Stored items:
★ ★ ★ ★

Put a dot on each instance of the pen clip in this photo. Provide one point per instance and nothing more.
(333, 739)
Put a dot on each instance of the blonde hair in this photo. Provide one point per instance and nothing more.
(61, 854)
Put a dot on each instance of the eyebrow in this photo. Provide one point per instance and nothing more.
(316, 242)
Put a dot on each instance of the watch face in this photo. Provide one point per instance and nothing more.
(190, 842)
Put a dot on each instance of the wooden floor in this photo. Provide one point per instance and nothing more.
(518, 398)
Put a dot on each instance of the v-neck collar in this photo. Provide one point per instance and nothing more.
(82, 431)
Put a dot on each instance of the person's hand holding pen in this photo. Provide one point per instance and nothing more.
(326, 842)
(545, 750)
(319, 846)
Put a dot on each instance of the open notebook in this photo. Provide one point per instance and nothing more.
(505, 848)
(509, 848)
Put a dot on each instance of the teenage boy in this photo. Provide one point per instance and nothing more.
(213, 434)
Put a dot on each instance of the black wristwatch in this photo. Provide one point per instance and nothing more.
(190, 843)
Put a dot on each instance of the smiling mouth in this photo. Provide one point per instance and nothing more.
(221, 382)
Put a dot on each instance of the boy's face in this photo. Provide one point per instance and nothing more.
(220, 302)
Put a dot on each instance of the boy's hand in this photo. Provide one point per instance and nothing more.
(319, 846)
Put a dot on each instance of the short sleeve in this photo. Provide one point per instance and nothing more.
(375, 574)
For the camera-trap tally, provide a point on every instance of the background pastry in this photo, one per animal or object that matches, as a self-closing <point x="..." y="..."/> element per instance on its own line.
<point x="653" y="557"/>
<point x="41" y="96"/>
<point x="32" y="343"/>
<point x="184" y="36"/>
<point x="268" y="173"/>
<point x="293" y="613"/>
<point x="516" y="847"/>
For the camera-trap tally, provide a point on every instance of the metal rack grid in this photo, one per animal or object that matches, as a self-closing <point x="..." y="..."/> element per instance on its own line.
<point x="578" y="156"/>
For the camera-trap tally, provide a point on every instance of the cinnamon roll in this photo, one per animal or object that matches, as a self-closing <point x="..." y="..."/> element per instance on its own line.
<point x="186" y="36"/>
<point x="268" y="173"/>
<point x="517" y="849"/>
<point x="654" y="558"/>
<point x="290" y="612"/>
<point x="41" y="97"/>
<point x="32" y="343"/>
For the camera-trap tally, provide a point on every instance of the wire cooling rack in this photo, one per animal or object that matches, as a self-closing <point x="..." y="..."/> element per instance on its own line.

★ ★ ★ ★

#### [PROBLEM]
The records above should be transcribed in full, with no differences.

#### [OUTPUT OF THE TASK]
Put a dot on each instance of the pen clip in this photo. Provide one point per instance and nothing more.
(333, 739)
Put a dot on each instance of the blonde hair in this photo. Provide one point per instance and nothing more.
(61, 854)
Put a dot on each instance of the eyebrow in this photo. Provide one point per instance and nothing more.
(316, 242)
Put a dot on each instance of the watch face in this photo. Provide one point per instance and nothing more.
(190, 842)
Put a dot on each instance of the wooden floor in this photo. Provide one point per instance and nothing more.
(518, 398)
Put a dot on each instance of the v-neck collar in this photo. Provide one point per instance and nothing more.
(82, 431)
Put a dot on each instance of the person's hand holding pen in this photo. Provide one point per instance and nothing more.
(326, 842)
(545, 750)
(319, 846)
Put a dot on each instance of the open notebook in this photo. Provide one point per instance and nothing more.
(505, 848)
(509, 848)
Put a dot on each instance of the teenage boy in this photo. Provide one point per instance and nothing more.
(213, 434)
Put a dot on each instance of the black wristwatch in this photo. Provide one point per instance and nothing more.
(190, 843)
Put a dot on each instance of the smiling mouth in this photo. Provide one point per instance and nothing more.
(221, 382)
Put a dot on each instance of the boy's face in this photo. Provide one point per instance and nothing more.
(220, 302)
Put a dot on each instance of the boy's hand in this photo. Provide one point per instance and nothing more.
(319, 846)
Put a dot on each instance of the short sleeve in this photo. Provide one point per instance and nothing more.
(375, 574)
For the camera-trap tally, provide a point on every instance of the background pastry in this photo, one per animal or object that matches, as a self-closing <point x="..." y="..."/> element per instance on its own line.
<point x="653" y="557"/>
<point x="41" y="96"/>
<point x="32" y="343"/>
<point x="184" y="36"/>
<point x="268" y="173"/>
<point x="293" y="613"/>
<point x="516" y="847"/>
For the camera-trap tally, provide a point on every instance of the metal rack grid in this photo, one per animal or object that matches, as a self-closing <point x="..." y="..."/> element per instance on its own line.
<point x="578" y="156"/>
For the camera-trap tally, provide a point on every instance of the cinnamon roll in this photo, one per animal or object that matches, as a self-closing <point x="..." y="..."/> element per instance on its own line.
<point x="186" y="36"/>
<point x="268" y="173"/>
<point x="517" y="849"/>
<point x="654" y="558"/>
<point x="290" y="612"/>
<point x="41" y="97"/>
<point x="32" y="343"/>
For the camera-trap tally, provide a point on every instance of the wire cooling rack in this photo, one per animal or object that matches, as a self-closing <point x="..." y="..."/> element per instance on its own line.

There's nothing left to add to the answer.